__DOCUMENT EXCERPT__
..............................

Getting Started
Installation
To install the CCA/PLS Toolkit, clone the repository from Github using the following command:
git clone https://github.com/mlnl/cca_pls_toolkit
After the toolkit is downloaded, go to the folder containing the toolkit and open MATLAB. In general, we advise you to run all commands from this toolkit folder.
To initialize the toolkit, run the following line in the MATLAB command window:
set_path;
Dependencies
The neuroimaging community has great visualization and other tools, therefore we decided to use some of these available tools for specific purposes in the toolkit. Depending on the analysis and plots you would like to make you will need to download some of the toolboxes below. We recommend two ways of adding toolboxes to your path:
- you can just add the toolboxes to the path in their current location if you already have them on your computer,
- you can add the toolboxes in a dedicated folder (called
external) inside the toolkit.

..............................

__JOBS__
(1) Please duplicate the part of the toolkit setup guide that opens with the words containing "Getting Started" and closes with "this toolkit folder.".
(2) According to the toolkit setup guide, which line initializes the toolkit in the MATLAB command window?

..............................

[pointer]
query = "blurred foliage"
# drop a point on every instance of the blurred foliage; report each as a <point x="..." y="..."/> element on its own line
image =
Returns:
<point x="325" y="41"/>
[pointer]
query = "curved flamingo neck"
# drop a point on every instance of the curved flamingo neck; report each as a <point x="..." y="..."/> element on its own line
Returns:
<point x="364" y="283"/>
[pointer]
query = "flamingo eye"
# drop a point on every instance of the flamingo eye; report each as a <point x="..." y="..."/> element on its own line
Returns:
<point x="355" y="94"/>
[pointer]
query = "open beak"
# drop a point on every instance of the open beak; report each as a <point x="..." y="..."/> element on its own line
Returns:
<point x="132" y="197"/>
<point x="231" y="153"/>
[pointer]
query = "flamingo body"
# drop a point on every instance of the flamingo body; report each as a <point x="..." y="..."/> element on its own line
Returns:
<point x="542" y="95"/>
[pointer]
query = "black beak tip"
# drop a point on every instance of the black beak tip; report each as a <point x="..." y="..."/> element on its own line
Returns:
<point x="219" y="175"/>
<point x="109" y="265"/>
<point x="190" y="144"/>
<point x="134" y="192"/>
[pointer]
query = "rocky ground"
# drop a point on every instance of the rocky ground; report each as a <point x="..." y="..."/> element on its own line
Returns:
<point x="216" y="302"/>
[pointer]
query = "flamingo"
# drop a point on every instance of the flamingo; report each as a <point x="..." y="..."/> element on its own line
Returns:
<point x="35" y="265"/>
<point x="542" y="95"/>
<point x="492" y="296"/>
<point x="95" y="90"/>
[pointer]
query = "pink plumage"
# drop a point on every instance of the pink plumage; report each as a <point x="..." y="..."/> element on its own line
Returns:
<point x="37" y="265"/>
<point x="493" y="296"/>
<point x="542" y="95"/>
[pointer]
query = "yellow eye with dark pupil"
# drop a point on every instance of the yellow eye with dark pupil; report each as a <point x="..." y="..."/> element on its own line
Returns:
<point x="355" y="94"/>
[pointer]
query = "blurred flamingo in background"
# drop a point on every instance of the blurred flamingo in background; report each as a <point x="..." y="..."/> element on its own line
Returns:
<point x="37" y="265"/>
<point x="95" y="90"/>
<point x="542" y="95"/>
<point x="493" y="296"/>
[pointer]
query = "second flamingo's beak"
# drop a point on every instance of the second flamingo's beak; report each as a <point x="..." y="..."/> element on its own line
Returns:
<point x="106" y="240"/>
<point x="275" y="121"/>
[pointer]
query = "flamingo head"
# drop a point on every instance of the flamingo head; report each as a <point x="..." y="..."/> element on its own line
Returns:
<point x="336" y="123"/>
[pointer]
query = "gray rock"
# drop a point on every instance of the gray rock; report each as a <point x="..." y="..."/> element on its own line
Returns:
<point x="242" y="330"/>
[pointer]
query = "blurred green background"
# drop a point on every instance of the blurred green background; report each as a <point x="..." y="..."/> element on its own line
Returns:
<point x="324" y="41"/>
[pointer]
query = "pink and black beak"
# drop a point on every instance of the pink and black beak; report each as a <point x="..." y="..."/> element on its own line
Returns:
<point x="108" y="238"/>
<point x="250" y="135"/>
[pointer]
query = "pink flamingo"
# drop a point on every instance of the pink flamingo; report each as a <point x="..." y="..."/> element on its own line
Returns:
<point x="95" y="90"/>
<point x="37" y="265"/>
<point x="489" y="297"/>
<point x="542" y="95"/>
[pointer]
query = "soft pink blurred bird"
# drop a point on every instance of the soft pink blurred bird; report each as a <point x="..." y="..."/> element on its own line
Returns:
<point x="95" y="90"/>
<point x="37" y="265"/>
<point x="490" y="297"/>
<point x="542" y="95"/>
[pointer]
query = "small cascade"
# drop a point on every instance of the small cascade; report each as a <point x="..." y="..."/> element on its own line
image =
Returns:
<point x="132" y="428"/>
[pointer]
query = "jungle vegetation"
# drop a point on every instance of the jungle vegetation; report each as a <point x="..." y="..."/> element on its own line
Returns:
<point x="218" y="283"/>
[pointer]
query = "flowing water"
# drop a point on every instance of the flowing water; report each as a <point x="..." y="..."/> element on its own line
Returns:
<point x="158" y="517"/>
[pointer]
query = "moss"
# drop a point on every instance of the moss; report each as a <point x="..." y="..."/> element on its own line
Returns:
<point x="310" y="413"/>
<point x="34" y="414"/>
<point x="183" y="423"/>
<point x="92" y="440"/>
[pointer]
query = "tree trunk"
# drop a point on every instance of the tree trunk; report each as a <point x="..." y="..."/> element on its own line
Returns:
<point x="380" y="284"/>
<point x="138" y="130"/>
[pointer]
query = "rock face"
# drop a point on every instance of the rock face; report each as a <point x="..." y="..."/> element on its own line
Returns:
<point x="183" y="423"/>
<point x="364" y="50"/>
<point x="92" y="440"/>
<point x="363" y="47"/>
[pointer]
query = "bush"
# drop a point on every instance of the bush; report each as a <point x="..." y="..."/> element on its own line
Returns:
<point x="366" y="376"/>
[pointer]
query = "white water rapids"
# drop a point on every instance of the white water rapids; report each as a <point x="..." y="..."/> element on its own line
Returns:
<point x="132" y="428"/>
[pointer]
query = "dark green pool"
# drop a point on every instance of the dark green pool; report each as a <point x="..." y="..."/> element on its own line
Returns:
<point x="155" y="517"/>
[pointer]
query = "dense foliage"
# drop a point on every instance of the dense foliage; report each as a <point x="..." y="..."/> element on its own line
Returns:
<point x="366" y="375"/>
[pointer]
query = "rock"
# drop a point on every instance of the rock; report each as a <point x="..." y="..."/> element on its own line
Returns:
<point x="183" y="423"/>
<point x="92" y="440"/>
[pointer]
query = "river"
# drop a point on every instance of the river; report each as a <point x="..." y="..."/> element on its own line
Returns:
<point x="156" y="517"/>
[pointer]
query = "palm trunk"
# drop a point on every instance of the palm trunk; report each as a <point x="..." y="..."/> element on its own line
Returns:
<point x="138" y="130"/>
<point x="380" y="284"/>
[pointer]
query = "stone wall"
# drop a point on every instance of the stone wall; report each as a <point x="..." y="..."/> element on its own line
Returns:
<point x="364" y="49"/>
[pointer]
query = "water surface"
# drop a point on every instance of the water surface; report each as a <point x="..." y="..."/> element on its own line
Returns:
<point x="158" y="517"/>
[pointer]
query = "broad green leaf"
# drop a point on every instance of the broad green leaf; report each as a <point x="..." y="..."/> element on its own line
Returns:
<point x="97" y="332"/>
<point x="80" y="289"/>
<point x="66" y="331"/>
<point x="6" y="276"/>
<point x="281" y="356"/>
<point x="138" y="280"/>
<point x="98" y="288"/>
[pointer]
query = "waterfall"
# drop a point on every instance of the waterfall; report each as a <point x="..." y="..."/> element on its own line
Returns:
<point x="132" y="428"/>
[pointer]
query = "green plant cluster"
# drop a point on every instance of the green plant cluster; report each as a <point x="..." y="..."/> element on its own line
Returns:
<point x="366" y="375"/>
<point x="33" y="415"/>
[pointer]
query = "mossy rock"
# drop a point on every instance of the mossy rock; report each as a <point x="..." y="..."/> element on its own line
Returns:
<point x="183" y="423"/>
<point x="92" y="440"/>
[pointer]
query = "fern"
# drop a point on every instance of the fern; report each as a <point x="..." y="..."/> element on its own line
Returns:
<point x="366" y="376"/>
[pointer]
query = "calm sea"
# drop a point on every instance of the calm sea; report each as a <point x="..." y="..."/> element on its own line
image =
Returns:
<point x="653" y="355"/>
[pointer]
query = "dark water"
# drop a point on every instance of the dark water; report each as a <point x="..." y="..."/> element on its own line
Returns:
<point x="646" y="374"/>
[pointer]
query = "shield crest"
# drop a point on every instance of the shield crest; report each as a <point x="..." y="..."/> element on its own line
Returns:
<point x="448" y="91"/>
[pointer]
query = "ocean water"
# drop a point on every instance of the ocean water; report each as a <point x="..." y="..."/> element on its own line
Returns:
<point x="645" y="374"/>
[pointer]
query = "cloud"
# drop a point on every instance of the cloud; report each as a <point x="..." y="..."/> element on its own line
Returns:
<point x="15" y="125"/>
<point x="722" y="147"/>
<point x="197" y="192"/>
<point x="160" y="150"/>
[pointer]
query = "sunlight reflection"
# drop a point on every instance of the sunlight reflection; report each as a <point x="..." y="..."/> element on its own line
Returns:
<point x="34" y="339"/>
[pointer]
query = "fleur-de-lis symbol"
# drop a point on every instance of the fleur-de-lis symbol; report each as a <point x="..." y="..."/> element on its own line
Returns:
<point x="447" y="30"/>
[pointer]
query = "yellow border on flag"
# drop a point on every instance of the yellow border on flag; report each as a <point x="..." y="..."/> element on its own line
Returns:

..............................

__TASK RESPONSES__
(1)
Getting Started
Installation
To install the CCA/PLS Toolkit, clone the repository from Github using the following command:
git clone https://github.com/mlnl/cca_pls_toolkit
After the toolkit is downloaded, go to the folder containing the toolkit and open MATLAB. In general, we advise you to run all commands from this toolkit folder.

(2) set_path;